All records must be restated word for word.

--- Extracted data Enclosed Below ---

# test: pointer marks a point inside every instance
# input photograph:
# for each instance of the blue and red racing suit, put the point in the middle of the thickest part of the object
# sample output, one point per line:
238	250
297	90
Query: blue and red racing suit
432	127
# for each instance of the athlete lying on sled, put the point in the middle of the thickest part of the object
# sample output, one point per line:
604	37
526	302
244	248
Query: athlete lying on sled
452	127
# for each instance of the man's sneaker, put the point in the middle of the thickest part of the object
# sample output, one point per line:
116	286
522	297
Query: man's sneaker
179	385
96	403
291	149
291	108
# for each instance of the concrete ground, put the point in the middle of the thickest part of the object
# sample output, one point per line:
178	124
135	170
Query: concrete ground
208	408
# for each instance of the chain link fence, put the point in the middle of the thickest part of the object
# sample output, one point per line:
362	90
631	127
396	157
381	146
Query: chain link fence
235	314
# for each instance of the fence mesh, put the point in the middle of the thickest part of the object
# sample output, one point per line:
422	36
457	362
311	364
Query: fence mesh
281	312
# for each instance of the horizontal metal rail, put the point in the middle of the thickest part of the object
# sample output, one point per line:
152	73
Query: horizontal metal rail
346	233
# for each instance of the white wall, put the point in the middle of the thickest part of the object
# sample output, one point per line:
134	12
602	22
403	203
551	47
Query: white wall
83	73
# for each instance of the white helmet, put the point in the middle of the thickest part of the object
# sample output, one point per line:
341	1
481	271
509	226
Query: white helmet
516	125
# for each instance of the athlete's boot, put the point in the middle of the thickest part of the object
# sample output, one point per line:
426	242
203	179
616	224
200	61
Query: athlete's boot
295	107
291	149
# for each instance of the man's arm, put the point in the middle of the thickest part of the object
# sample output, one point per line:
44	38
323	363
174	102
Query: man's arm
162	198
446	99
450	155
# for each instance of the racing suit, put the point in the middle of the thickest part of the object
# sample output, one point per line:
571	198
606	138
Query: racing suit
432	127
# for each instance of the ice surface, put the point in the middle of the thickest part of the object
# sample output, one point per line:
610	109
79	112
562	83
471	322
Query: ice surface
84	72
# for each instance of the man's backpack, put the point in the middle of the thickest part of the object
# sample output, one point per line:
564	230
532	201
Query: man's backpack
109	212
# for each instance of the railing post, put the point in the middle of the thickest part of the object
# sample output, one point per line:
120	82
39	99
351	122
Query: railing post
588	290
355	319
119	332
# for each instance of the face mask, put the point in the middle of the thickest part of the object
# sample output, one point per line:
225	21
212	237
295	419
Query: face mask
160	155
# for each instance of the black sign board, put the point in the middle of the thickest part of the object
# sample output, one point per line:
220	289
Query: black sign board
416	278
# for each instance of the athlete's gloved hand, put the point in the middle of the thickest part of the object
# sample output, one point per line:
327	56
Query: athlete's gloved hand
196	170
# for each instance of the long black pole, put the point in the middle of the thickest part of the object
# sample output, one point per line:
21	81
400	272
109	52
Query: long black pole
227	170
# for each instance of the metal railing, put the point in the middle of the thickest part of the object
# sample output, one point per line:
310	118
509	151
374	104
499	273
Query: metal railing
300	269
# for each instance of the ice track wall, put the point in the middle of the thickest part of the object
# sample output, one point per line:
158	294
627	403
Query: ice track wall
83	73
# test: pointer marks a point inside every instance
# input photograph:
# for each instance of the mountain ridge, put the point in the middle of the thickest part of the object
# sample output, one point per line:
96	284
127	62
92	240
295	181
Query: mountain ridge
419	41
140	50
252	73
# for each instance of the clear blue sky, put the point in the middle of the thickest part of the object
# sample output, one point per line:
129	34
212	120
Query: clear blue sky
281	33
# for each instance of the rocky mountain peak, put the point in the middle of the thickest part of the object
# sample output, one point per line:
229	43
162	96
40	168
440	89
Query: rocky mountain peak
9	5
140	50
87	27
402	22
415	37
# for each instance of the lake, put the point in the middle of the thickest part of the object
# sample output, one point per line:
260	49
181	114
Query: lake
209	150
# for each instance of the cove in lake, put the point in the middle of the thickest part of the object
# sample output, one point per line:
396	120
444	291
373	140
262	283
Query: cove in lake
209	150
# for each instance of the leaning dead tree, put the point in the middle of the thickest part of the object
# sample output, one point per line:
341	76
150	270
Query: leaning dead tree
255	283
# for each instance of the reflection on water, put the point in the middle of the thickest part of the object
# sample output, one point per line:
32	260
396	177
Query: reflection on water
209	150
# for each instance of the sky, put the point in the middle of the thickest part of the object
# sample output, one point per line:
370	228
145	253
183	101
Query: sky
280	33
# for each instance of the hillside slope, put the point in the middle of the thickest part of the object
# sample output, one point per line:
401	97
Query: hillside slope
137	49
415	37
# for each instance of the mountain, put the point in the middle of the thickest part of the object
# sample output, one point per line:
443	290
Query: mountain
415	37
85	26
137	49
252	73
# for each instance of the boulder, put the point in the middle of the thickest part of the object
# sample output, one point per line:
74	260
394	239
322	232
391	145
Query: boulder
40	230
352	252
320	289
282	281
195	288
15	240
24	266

--- End of Enclosed Extracted data ---

**Exercise solution:**
# test: pointer marks a point inside every instance
# input photograph:
# for each instance of the blue and red racing suit, put the point in the middle of the thickest part of the object
# sample output, one point per line:
238	250
297	90
Query: blue and red racing suit
432	127
# for each instance of the athlete lying on sled, put the point in the middle of the thickest part of the object
# sample output, one point per line:
604	37
526	302
244	248
Query: athlete lying on sled
452	127
# for each instance of the man's sneaker, put the point in the middle of the thickest part of the object
# sample output, one point per line:
116	286
522	297
Query: man's sneaker
179	385
96	403
291	149
291	108
# for each instance of the concrete ground, put the point in the middle of the thickest part of the object
# sample output, one point per line:
178	124
135	170
Query: concrete ground
208	408
# for each instance of the chain link fence, put the point in the middle of the thickest part of the object
# sample output, one point per line:
362	90
631	127
396	157
381	146
Query: chain link fence
235	314
# for each instance of the fence mesh, put the point in the middle of the thickest part of the object
# sample output, one point per line:
422	36
457	362
311	364
Query: fence mesh
281	312
# for each instance of the horizontal metal rail, put the point in the middle of the thickest part of the object
# sample output, one point per line:
152	73
Query: horizontal metal rail
346	233
# for each instance of the white wall, put the point in the middle of the thickest part of the object
# sample output, one point per line:
134	12
602	22
403	203
551	47
Query: white wall
83	73
# for each instance of the white helmet, put the point in the middle of the thickest part of the object
# sample output, one point per line:
341	1
481	271
509	226
Query: white helmet
516	125
# for each instance of the athlete's boot, put the point in the middle of the thickest part of the object
# sample output, one point per line:
426	242
203	179
616	224
200	61
Query: athlete's boot
295	107
291	149
# for each instance of the man's arm, put the point in the middle of the thickest part of the object
# sample output, one point per line:
44	38
323	363
174	102
Query: man's arm
162	198
446	99
450	155
# for each instance of the racing suit, put the point in the middle of the thickest part of the object
# sample output, one point per line:
571	198
606	138
Query: racing suit
432	127
# for each instance of the ice surface, put the point in the middle of the thickest part of the object
# sample output, one point per line:
610	109
79	112
562	83
471	322
Query: ice surface
84	72
# for each instance of the man's backpack, put the point in the middle of the thickest part of the object
# sample output, one point per line:
564	230
532	201
Query: man's backpack
109	212
# for each instance of the railing post, put the point in the middle of the thickest part of the object
# sample output, one point per line:
120	82
39	99
351	122
Query: railing post
588	290
355	319
119	332
# for each instance of the face mask, put the point in the middle of the thickest part of the object
# sample output, one point per line:
225	21
212	237
295	419
Query: face mask
160	155
# for each instance of the black sign board, put the point in the middle of the thickest part of the object
# sample output, one point per line:
220	289
Query: black sign board
416	278
# for each instance of the athlete's gloved hand, put the point in the middle of the thickest part of the object
# sample output, one point per line:
327	56
Query: athlete's gloved hand
196	170
# for each instance of the long black pole, put the point in the middle of the thickest part of the object
# sample output, one point per line:
21	81
400	272
109	52
Query: long black pole
227	170
# for each instance of the metal railing, put the point in the middle of the thickest part of the object
# sample output, one point per line:
310	118
509	151
374	104
499	273
Query: metal railing
300	269
# for each instance of the ice track wall, put the point in the middle of the thickest part of the object
# sample output, one point per line:
158	294
627	403
Query: ice track wall
83	73
# test: pointer marks a point inside every instance
# input photograph:
# for each instance of the mountain ridge, put the point in the middle of the thickest part of the object
# sample output, one point per line:
96	284
127	62
92	240
295	181
Query: mountain ridge
419	41
140	50
252	73
# for each instance of the clear blue sky, put the point in the middle of the thickest part of the object
# sample output, one point per line:
129	34
212	120
Query: clear blue sky
281	33
# for each instance of the rocky mountain peak, put the point in the middle of the thickest part of the object
# sample output, one point per line:
229	43
162	96
40	168
440	89
Query: rocky mountain peak
9	5
140	50
87	27
402	22
415	37
# for each instance of the lake, put the point in the middle of the thickest part of the object
# sample output, one point per line:
260	49
181	114
Query: lake
209	150
# for each instance of the cove in lake, put the point in the middle of the thickest part of the object
# sample output, one point per line:
396	120
444	291
373	140
262	283
Query: cove in lake
209	150
# for each instance of the leaning dead tree, put the point in the middle of the thickest part of the object
# sample output, one point per line:
341	76
150	270
Query: leaning dead tree
255	283
# for each instance of the reflection on water, put the point in the middle of the thickest part of the object
# sample output, one point per line:
32	260
396	177
Query: reflection on water
209	150
# for each instance of the sky, put the point in the middle of the thickest part of the object
# sample output, one point per line:
370	228
145	253
183	101
Query: sky
280	33
# for each instance of the hillside slope, put the point in the middle of the thickest part of the object
# sample output, one point per line:
401	97
Query: hillside slope
137	49
415	37
# for each instance of the mountain, put the point in the middle of the thickest part of the object
# sample output, one point per line:
443	290
Query: mountain
415	37
85	26
137	49
252	73
# for each instance of the boulder, put the point in the middle of the thickest part of the object
# sample output, one point per line:
74	260
394	239
322	232
391	145
Query: boulder
40	230
352	252
320	289
282	281
195	288
15	240
24	266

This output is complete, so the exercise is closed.